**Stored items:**
◇ ◇ ◇ ◇

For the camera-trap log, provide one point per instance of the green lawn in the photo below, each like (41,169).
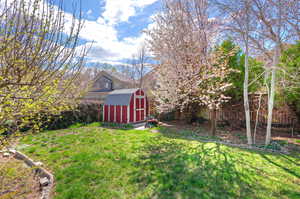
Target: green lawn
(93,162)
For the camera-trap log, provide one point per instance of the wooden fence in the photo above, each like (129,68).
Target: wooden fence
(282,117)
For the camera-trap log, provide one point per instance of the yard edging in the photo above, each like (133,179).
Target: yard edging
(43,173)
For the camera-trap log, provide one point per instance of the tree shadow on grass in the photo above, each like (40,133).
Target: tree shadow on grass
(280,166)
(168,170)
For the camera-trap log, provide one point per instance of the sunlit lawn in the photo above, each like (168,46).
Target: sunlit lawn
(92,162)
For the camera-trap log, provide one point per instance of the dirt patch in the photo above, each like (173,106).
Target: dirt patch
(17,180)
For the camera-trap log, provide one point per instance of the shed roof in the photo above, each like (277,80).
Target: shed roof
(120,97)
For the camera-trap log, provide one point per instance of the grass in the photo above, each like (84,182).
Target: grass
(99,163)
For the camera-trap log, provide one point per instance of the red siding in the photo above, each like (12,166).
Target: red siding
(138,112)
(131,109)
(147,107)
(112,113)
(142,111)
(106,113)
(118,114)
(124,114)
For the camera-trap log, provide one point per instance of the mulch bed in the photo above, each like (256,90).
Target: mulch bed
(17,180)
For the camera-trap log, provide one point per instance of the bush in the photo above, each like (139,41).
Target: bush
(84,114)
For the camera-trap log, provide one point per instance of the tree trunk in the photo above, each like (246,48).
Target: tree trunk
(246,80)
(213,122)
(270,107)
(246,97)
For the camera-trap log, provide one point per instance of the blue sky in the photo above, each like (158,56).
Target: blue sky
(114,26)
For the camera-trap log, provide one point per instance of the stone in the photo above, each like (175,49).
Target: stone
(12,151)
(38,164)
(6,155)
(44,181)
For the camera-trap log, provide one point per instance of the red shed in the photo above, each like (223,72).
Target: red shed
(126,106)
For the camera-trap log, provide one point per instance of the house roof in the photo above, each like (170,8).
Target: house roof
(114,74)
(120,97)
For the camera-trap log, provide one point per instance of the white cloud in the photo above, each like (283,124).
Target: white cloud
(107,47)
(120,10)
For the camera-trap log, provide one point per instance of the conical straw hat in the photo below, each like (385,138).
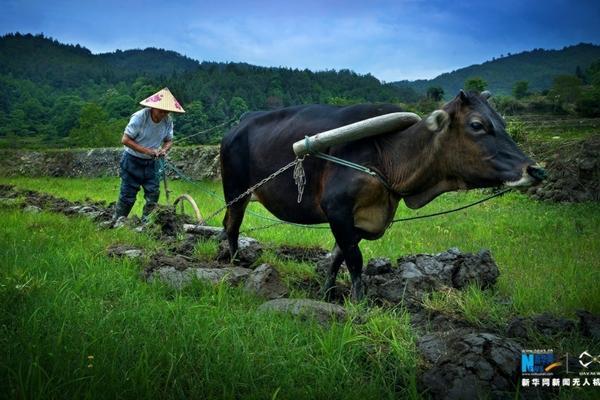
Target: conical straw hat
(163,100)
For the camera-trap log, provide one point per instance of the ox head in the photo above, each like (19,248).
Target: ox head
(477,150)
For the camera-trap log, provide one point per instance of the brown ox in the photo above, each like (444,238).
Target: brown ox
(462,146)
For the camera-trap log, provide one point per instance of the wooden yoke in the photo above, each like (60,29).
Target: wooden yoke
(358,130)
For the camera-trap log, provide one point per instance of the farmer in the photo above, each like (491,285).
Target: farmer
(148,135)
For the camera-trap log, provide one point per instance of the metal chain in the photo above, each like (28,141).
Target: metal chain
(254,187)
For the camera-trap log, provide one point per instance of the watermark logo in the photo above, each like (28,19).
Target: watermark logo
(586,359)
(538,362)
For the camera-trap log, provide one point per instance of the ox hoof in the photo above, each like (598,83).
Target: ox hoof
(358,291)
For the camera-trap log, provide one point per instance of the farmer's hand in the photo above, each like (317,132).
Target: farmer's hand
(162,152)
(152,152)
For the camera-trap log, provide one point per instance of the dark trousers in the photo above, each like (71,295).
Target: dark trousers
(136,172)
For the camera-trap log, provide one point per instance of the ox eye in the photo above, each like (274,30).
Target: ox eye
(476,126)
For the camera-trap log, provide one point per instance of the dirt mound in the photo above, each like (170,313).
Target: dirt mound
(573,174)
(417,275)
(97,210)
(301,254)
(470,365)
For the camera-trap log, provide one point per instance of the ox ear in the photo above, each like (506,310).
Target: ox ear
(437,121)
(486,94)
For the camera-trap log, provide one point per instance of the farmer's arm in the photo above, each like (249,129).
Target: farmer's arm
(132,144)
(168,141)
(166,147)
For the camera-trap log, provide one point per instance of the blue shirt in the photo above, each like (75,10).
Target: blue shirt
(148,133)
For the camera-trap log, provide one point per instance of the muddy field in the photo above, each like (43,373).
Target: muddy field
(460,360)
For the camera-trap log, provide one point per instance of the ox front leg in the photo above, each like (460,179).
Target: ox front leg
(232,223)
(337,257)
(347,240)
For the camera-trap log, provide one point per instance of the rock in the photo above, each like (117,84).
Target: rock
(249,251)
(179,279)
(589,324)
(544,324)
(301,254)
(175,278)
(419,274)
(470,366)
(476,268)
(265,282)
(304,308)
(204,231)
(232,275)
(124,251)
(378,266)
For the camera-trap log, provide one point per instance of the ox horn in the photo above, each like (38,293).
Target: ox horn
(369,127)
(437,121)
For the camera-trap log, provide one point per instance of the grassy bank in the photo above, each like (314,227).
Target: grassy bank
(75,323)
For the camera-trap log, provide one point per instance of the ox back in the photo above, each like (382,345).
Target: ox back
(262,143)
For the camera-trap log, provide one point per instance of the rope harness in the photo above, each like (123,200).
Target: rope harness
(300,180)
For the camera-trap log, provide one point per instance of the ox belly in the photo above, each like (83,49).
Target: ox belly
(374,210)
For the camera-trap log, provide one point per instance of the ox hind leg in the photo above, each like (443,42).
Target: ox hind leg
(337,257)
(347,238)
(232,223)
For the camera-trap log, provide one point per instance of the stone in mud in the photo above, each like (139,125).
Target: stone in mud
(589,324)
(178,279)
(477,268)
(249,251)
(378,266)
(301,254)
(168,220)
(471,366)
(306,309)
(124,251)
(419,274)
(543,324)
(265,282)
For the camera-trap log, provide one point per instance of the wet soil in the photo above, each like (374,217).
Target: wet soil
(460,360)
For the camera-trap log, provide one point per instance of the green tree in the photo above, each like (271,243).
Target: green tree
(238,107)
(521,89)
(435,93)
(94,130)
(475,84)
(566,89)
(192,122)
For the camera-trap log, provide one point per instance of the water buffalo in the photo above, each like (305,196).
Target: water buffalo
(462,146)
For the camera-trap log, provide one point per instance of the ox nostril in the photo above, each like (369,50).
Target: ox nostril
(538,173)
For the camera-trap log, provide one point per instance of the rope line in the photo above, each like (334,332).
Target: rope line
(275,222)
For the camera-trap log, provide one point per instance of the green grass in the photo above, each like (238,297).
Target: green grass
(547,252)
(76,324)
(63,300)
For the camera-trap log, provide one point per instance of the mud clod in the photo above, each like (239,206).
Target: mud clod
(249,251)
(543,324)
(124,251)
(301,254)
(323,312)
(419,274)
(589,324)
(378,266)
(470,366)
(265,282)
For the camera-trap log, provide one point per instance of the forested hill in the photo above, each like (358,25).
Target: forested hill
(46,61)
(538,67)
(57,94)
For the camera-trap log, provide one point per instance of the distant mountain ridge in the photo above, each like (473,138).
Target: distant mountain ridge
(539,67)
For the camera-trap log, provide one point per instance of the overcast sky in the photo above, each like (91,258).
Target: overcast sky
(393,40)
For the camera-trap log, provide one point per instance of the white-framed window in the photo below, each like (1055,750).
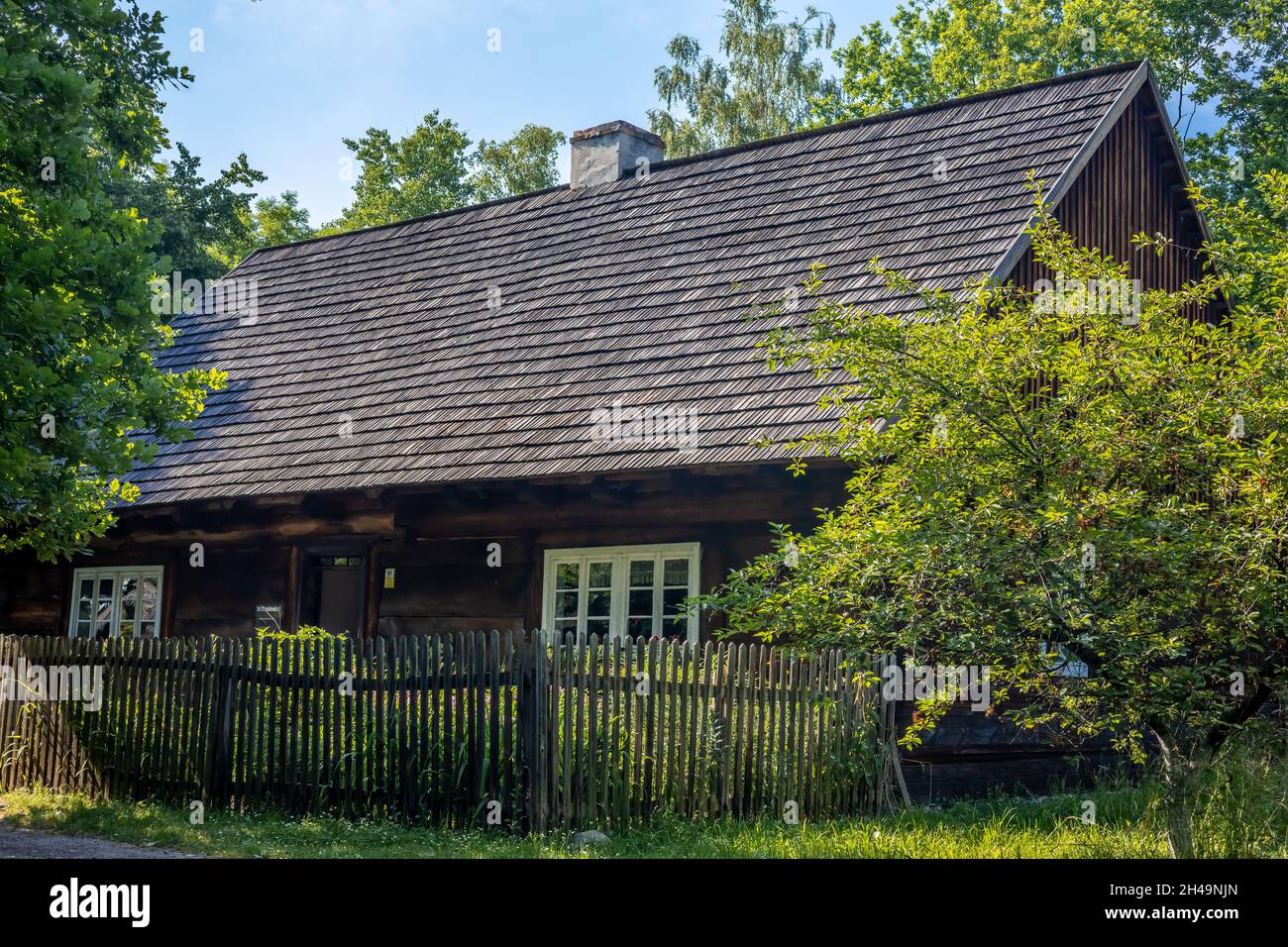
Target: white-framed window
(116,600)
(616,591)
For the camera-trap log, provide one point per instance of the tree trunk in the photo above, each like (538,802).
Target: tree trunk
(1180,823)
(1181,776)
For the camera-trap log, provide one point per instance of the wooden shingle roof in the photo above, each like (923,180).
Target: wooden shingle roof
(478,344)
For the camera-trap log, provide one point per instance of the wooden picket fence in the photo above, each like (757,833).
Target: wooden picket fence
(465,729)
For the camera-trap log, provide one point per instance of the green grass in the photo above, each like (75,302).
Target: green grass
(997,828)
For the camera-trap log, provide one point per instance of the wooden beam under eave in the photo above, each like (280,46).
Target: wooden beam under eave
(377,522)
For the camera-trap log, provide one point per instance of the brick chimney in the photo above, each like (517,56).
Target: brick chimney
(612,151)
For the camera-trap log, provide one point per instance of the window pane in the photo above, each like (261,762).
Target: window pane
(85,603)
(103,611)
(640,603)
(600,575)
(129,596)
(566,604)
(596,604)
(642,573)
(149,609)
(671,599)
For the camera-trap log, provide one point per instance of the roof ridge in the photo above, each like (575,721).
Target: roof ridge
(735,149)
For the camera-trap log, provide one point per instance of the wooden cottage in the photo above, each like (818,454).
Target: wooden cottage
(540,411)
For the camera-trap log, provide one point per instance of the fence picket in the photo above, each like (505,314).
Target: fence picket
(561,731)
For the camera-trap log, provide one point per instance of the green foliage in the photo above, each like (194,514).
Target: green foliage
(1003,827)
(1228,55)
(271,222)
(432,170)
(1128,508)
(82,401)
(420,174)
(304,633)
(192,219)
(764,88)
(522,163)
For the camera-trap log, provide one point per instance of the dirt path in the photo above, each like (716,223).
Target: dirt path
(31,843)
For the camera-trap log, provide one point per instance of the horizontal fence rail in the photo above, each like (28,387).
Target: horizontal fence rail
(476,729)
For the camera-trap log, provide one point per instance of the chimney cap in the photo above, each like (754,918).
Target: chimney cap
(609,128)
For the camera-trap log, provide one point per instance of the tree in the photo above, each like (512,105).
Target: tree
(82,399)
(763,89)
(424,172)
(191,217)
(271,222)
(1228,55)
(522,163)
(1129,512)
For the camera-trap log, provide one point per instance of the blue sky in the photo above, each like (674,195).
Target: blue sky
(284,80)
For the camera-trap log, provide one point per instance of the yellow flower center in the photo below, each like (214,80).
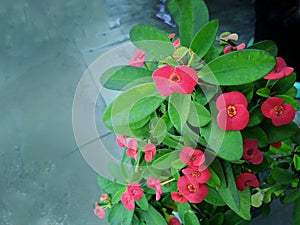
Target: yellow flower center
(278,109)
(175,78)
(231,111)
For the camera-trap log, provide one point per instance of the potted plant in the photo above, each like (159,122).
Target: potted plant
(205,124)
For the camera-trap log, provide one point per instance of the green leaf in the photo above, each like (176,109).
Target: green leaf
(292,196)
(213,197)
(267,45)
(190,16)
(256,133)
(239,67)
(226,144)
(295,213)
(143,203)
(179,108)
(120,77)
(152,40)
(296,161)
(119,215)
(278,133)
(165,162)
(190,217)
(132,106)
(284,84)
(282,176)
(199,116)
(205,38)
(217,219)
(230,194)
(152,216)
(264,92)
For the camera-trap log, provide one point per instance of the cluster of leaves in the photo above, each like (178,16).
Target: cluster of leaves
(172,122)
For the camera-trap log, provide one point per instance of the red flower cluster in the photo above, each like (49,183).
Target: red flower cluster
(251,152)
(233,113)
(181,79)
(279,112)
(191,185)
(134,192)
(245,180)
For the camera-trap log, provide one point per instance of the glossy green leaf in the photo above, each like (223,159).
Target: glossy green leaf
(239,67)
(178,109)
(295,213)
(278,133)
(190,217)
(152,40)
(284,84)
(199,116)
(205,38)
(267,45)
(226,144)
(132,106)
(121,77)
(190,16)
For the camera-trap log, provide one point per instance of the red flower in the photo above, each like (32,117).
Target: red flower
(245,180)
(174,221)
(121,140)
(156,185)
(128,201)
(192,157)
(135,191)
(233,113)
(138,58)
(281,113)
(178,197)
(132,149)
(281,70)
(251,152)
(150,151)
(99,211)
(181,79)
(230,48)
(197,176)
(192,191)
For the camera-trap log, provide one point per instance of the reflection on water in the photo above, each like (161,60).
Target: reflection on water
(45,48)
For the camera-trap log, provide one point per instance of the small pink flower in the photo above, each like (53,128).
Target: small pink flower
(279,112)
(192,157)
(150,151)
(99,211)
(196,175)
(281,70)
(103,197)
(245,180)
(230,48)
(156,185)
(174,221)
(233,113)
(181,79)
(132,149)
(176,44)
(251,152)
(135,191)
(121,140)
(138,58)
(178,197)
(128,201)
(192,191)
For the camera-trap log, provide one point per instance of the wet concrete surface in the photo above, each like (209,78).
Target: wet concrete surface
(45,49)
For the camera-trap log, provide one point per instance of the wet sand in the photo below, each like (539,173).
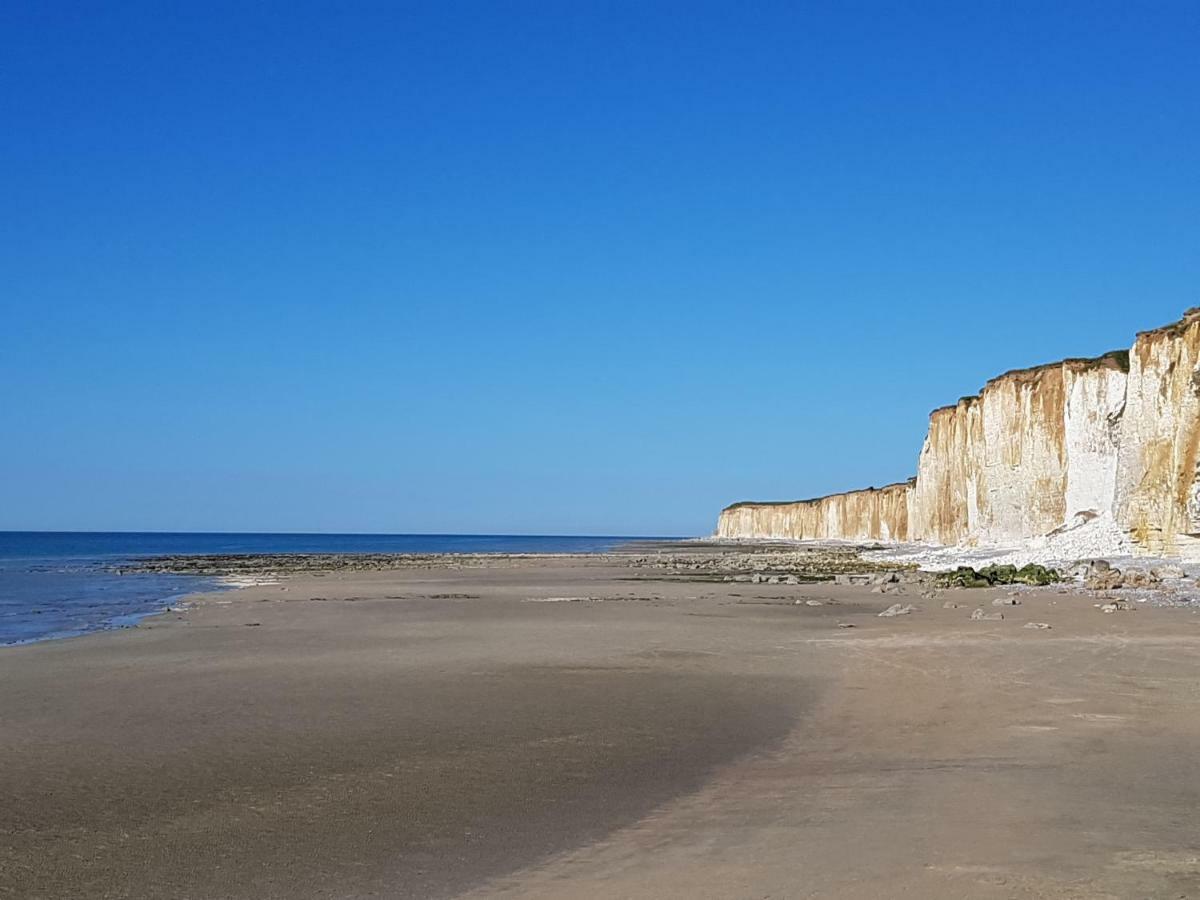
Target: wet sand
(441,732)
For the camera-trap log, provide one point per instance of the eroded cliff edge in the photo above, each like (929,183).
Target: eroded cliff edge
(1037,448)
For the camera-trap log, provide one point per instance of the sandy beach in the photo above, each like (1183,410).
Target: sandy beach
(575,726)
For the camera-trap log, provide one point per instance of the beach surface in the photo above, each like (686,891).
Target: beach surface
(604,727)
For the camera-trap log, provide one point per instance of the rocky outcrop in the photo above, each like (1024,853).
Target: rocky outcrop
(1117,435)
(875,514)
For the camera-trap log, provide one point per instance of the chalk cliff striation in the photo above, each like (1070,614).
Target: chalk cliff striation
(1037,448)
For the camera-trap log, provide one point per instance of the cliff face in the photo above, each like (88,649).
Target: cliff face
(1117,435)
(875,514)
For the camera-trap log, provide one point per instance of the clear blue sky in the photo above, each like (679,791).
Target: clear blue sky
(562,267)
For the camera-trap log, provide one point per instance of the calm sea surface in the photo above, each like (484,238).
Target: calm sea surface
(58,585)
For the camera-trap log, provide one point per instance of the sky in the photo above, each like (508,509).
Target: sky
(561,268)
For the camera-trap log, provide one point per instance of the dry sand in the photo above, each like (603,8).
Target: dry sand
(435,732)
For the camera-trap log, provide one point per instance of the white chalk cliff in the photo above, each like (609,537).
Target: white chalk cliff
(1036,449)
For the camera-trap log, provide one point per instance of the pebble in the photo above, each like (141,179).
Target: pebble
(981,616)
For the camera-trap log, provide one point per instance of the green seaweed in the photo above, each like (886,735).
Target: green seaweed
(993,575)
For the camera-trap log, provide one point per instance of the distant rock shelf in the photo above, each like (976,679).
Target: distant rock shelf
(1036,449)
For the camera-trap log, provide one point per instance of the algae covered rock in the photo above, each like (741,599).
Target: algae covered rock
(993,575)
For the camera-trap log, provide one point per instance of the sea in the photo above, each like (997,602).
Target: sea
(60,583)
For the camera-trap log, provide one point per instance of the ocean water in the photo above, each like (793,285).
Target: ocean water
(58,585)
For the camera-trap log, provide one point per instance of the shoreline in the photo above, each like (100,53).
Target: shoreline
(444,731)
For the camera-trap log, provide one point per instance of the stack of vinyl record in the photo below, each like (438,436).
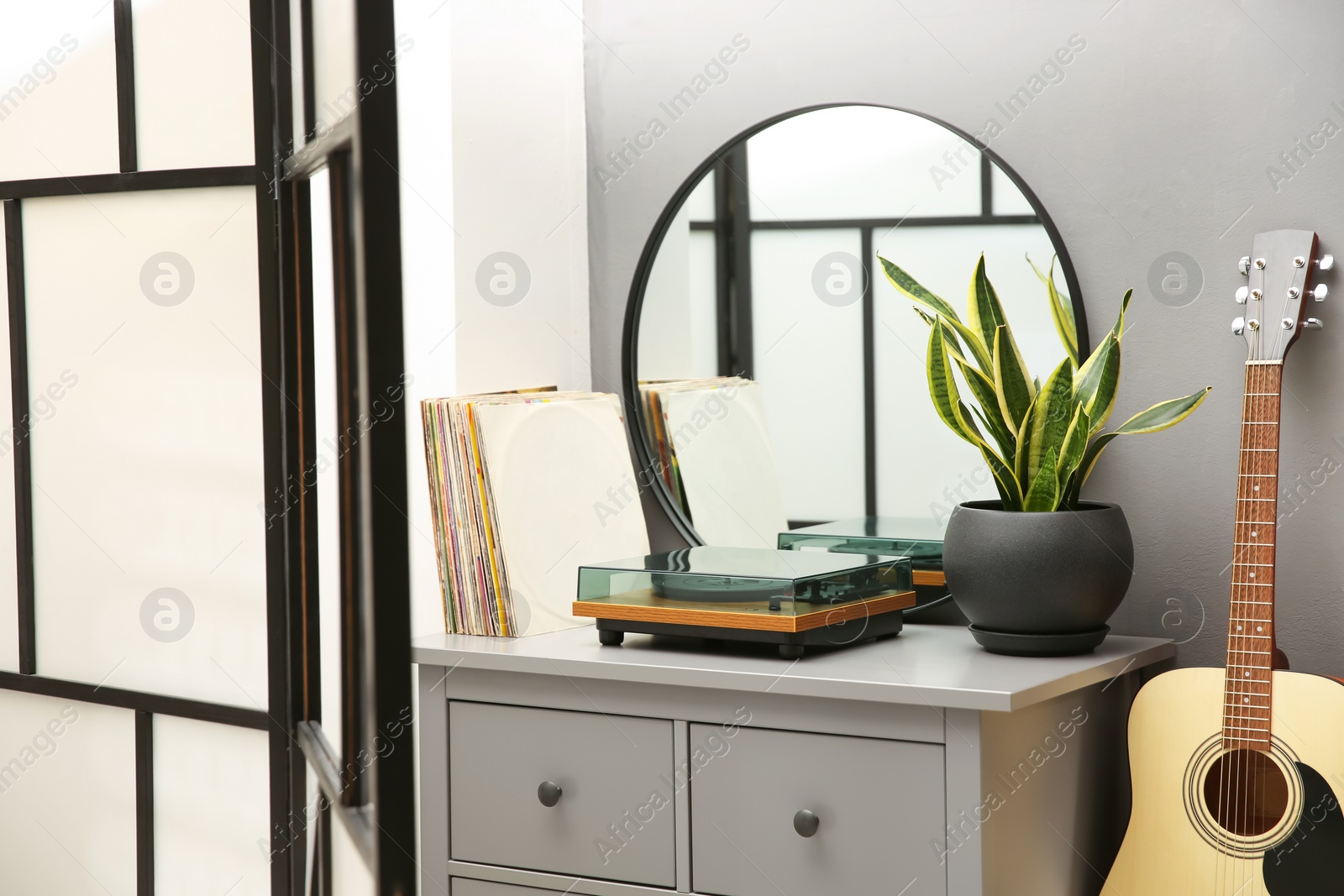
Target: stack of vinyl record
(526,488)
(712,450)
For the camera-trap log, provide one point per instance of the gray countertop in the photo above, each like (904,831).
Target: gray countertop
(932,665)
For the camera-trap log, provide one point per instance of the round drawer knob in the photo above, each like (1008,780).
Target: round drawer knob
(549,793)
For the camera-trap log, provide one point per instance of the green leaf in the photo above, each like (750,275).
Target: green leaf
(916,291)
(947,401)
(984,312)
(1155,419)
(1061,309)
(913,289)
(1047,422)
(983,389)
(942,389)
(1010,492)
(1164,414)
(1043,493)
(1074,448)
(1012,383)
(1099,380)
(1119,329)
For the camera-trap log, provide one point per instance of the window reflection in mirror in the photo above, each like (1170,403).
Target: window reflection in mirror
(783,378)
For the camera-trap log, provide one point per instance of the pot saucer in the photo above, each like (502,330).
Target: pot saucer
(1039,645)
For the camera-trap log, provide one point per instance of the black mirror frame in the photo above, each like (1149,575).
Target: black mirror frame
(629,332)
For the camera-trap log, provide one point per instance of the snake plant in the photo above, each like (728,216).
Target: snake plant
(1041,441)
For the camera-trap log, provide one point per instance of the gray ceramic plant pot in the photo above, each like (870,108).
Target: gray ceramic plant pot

◇ ◇ ◇ ◇

Provide the lines again, unchanged, from where the data above begins through the line containing "each like (246,48).", both ends included, omitting pictures and adding nothing.

**SOLUTION TO THE EXERCISE:**
For the camera-trap log, provide one point per instance of the green lawn in the photo below, each like (41,169).
Target: green lawn
(93,162)
For the camera-trap log, provide one point per instance of the wooden fence in the photo above, each like (129,68).
Target: wooden fence
(282,117)
For the camera-trap log, provide one point per instance of the yard edging in the photo above, each like (133,179).
Target: yard edging
(43,173)
For the camera-trap log, provide one point per instance of the tree shadow on grass in the photo above, each like (40,133).
Target: tree shadow on grass
(280,166)
(168,170)
For the camera-trap log, provide one point per instance of the sunlit lawn in the photo above, each like (168,46).
Target: sunlit lawn
(92,162)
For the camera-trap log, provide one point per instance of the dirt patch in the photo above, each like (173,106).
Target: dirt patch
(17,180)
For the camera-trap log, provide one point per instance of the shed roof in the photo above, each like (277,80).
Target: shed roof
(120,97)
For the camera-trap log, provide one point per instance of the grass in the photo above, each like (84,182).
Target: grass
(99,163)
For the camera-trap log, provide one point per instance of the red siding in the photo above, each like (12,166).
Target: red siding
(138,112)
(131,109)
(147,107)
(112,113)
(142,111)
(106,113)
(118,114)
(124,114)
For the camera-trap log, provide one point per instance of the mulch bed in the photo above, each like (256,90).
Target: mulch bed
(17,180)
For the camera-trap log, provide one point per instance of the bush in the photo above, each like (139,41).
Target: bush
(84,114)
For the camera-trap log, provide one point per instance of the tree trunk in the photo above, each like (246,48).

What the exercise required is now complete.